_WRITTEN REQUEST:_
Return every row below word for word, in the same order and with the same line breaks.

[start]

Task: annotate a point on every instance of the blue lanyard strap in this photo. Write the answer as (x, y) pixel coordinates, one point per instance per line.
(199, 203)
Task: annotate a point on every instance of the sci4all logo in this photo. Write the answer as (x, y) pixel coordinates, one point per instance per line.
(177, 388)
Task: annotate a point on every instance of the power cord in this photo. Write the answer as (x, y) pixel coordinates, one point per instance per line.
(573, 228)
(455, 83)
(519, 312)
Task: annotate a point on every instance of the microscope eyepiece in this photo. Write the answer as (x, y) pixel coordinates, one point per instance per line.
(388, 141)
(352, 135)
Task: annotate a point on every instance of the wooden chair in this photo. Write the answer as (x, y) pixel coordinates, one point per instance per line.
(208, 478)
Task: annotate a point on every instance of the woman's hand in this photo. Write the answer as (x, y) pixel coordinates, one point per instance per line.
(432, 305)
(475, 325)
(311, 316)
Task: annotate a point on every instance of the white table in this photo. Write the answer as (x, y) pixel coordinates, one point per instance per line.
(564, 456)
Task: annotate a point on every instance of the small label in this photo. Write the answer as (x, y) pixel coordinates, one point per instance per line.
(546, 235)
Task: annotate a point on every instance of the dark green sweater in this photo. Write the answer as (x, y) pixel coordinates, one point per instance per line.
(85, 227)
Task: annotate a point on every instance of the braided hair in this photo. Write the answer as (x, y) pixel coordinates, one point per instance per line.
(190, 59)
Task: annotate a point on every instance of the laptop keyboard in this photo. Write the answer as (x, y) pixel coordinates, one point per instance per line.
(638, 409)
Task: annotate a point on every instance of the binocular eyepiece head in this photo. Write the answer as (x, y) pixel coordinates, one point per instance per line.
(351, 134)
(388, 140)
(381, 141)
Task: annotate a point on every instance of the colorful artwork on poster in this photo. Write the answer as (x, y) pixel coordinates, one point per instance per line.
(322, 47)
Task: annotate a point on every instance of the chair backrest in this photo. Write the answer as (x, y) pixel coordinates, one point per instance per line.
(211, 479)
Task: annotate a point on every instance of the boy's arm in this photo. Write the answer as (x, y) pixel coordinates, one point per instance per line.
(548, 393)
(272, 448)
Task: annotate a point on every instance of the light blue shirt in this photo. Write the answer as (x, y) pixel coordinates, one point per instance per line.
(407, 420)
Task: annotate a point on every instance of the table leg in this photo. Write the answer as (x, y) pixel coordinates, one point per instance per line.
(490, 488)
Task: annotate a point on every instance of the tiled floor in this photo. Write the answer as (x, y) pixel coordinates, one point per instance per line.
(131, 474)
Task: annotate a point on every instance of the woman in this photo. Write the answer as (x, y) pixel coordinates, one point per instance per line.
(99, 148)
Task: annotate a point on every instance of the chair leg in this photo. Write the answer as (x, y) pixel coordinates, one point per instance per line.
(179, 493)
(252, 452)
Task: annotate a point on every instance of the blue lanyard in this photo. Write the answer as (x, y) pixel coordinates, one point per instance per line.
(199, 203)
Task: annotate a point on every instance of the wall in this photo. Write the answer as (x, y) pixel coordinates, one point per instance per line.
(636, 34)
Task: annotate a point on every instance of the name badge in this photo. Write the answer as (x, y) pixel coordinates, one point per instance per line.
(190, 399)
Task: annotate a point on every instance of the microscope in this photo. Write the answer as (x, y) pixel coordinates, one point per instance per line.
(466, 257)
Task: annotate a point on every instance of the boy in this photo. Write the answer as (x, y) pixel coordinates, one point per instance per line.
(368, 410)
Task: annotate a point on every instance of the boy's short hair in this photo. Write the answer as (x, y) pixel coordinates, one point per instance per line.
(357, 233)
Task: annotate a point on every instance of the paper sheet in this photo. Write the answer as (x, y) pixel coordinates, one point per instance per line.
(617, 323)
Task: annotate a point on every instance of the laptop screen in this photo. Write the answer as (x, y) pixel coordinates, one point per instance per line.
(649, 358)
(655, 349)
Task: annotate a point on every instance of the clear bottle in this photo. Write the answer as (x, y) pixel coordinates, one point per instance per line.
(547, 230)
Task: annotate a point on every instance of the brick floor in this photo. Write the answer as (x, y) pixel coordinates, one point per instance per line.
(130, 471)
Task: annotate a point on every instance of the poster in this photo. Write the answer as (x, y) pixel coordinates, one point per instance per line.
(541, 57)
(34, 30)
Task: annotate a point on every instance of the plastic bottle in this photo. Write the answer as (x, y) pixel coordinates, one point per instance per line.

[end]

_THE SOLUTION:_
Task: annotate a point on every instance of the blue lanyard strap in this photo. Write the answer as (x, y) pixel coordinates, one point per instance per line.
(199, 203)
Task: annotate a point on every instance of the sci4all logo in this photo. Write the answer as (x, y) pixel coordinates, one point per instance per line.
(177, 388)
Task: annotate a point on every instance of the power cord in this photo. Write the answer as (x, y) pixel coordinates, one point per instance per line.
(573, 228)
(455, 83)
(519, 312)
Task: annotate a point on every instance of the microscope eyepiece in this photo. Write the answer as (x, y) pixel coordinates, one point per instance per line.
(388, 141)
(352, 135)
Task: annotate a point on every instance of the wooden chair in this photo. Write the answer as (x, y) pixel coordinates, one point per instance per line.
(208, 478)
Task: annotate a point on every instance of the woman's hand in this photo. Write the answer as (x, y) pixel coordinates, one point per instance per line.
(432, 305)
(475, 325)
(311, 316)
Task: annotate a point on every instance of the white table in this photo. Write the answer as (x, y) pixel coordinates, one point per instance per line.
(564, 456)
Task: annotate a point on every instance of the small label in this photo. Write the answer as (x, y) pixel coordinates, one point per instance per line.
(546, 235)
Task: annotate a point on every instance of the dark green sweater in this photo. Write the answer as (x, y) pixel coordinates, one point per instance per line.
(85, 227)
Task: annotate a point on every instance of the braided hair in this photo. Write the answer as (x, y) pixel coordinates, one point per instance per line.
(190, 59)
Task: annotate a point on every instance of the laptop keyboard in this photo. Write the answer as (x, y) pixel coordinates, one point per instance per line.
(638, 409)
Task: annotate a point on every instance of the binocular eyepiece head in this photo. Write the answer as (x, y) pixel coordinates, one point per instance per line.
(351, 134)
(388, 140)
(381, 141)
Task: annotate a point on every instance of the colorful artwork on poster in this photo. Write the answer as (x, y) pixel coordinates, one point per instance per line.
(322, 47)
Task: annotate a point on every instance of the chair backrest in this photo. Write the answer as (x, y) pixel coordinates, one point per instance per line.
(211, 479)
Task: annotate a point on every instance of the boy's arm in this photo. Write the answer as (x, y) pixel coordinates, one point per instance per line.
(548, 393)
(272, 448)
Task: annotate a point on every instance of the light blue shirt in this photo. Write the answer as (x, y) pixel coordinates, one point per instance per line.
(407, 420)
Task: annotate a point on every instance of the table leg in this photo. Write the answer as (x, y) pixel coordinates, one point per instance per line.
(490, 488)
Task: annotate a point on every instance of the tiled floor in this photo. Write the answer as (x, y) pixel coordinates, one point per instance per line.
(131, 474)
Task: annotate a point on every instance of the woman in this photo. Write the answer as (x, y) pixel coordinates, one point per instance per line.
(99, 148)
Task: annotate a point on every instance of the chair leg in this photo. Write the answer as (x, y) pixel coordinates, one point per instance per line.
(179, 493)
(252, 452)
Task: annotate a point on every instance of the blue lanyard in this photo. Write the answer as (x, y) pixel coordinates, one point per instance per line.
(199, 203)
Task: annotate a point on every instance of the wall in this photo. Write the answer as (x, y) pixel coordinates, one point per instance per line.
(636, 34)
Task: annotate a point on every instance of the name badge in this photo. Write the answer as (x, y) pixel coordinates, one point per instance per line.
(190, 399)
Task: annotate a point on every instance of the microscope in this photo. Write the answer as (x, y) pixel coordinates, one point per instance per line.
(466, 257)
Task: annotate a point on every instance of the boy in this photo. Write the answer as (x, y) pixel coordinates, one point per instance per line.
(368, 410)
Task: annotate a point on every instance of the boy's short hair in this photo. Write the answer as (x, y) pixel coordinates, one point per instance per line.
(357, 233)
Task: annotate a point on every instance of the paper sheet in this photo. Write the answer as (x, y) pixel coordinates, one point per instance per line.
(617, 323)
Task: annotate a point on every instance of the laptop screen in this photo. Write the answer as (x, y) pixel coordinates, one point per instance per line.
(649, 358)
(655, 349)
Task: annotate a point on every instance of the clear bottle in this photo. Write the answer as (x, y) pixel coordinates, one point per instance per line.
(547, 230)
Task: annotate a point on every instance of the brick floor in this photo. Write the answer as (x, y) pixel coordinates, one point per instance per line.
(130, 471)
Task: annotate a point on every instance of the poster in this photo. Write the answer as (x, y) pixel coordinates, one point per instance per line.
(541, 57)
(34, 30)
Task: annotate a point on every instance of the plastic bottle in this photo. Write the answer as (x, y) pixel coordinates, one point per instance per line.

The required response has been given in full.